_WRITTEN REQUEST A_
Answer these questions from the commentary on the Iowa caucuses:
(i) What firm designed the new app used for reporting results?
(ii) What did CNN air last week, according to the commentary?
(iii) Which two candidates fought over whether one had told the other that a woman could not defeat Trump?
_WRITTEN REQUEST B_
Carry the commentary on the Iowa caucuses forward from its final sentence.

_QUOTED TEXT_
◇ ◇ ◇ ◇ ◇

After a long wait from Iowa, we can finally declare the winner of the Democratic Party caucuses: Donald Trump.

What a debacle for the Democrats the caucuses have been. The Iowa Democratic Party failed to release the results last night, saying it found ‘inconsistencies’ with the reporting from its new app – a gadget designed by a firm called Shadow Inc. Think of all of the efforts down the drain. More than a year of campaigning in Iowa, millions of dollars spent, thousands of volunteer hours spent knocking on doors, all of the gatherings in coffee shops and school halls – it was all wasted. Last night, the TV news teams waited with their fancy electronic screens ready to give precinct-by-precinct results, showing big 0s next to each candidate’s name. Instead, they had to try desperately to fill the airtime with mindless talk. What a joke.

This year the Democrats seem determined to hand the election to Trump on a silver platter. They chose to impeach him over Ukraine, but were unable to convince a majority of Americans this was the right thing to do. In fact, they managed to increase his standing in the polls in the process. The Democrats’ fans in the media are also inadvertently helping Trump. Last week, CNN aired a conversation of political commentators mocking the ‘rubes’ who support the president – which was quickly turned by the Trump campaign into an advertisement for his re-election.

And now Iowa. The scripts write themselves for the Trump staff. The Democratic Party that freaked out over supposed Russian hacking of the 2016 election, that doesn’t lose a chance to virtue-signal about stopping ‘voter suppression’, cannot count votes. The party that wants to ban fracking, and tell the thousands who will be made jobless to ‘learn to code’, does not know how to code. And the party that wants to take over and run the $4 trillion healthcare system for 330million Americans cannot organise an election among less than 200,000 voters.

Coming into the Iowa caucuses, the Democratic field was in disarray, splintered among many candidates and factions. Contenders have been squabbling like gossipy teenagers, as when Elizabeth Warren and Bernie Sanders fought over whether or not Sanders had once told Warren that a woman could not defeat Trump. As with the impeachment, the Democrats have continued to re-litigate the 2016 election rather than look forward – with Hillary Clinton weighing in a number of times, including a recent outburst in which she said ‘nobody likes’ Sanders. Now Iowa, rather than resolving the party’s messy conflicts, has made it look even more dysfunctional.

◇ ◇ ◇ ◇ ◇

_DATA SHOWN_
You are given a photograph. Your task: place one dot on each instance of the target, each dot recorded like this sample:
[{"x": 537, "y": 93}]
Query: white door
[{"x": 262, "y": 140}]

◇ ◇ ◇ ◇ ◇

_RIGHT ANSWER A_
(i) Shadow Inc.
(ii) A conversation of political commentators mocking the "rubes" who support the president.
(iii) Elizabeth Warren and Bernie Sanders.

_RIGHT ANSWER B_
With no official results, candidates were free to put their own spin on the outcome. Pete Buttigieg – the former mayor of the small city of South Bend, Indiana – said, ‘We are going on to New Hampshire [the next primary vote] victorious’. Sanders said, ‘I have a good feeling that we’re going to be doing very, very well here in Iowa’. His staff released their own polling that showed him winning. If Buttigieg or Sanders were ultimately to win Iowa, that would be a significant achievement, especially as they would have defeated the party establishment’s leading candidate and former vice president, Joe Biden. (He appears likely to have come in a distant fourth.) But with the vote snafu, Buttigieg and Sanders were denied one of the main benefits of winning in Iowa – a victory speech to a nationwide audience, something that has in the past (think of Barack Obama in 2008) given big boosts to campaigns going into future primaries.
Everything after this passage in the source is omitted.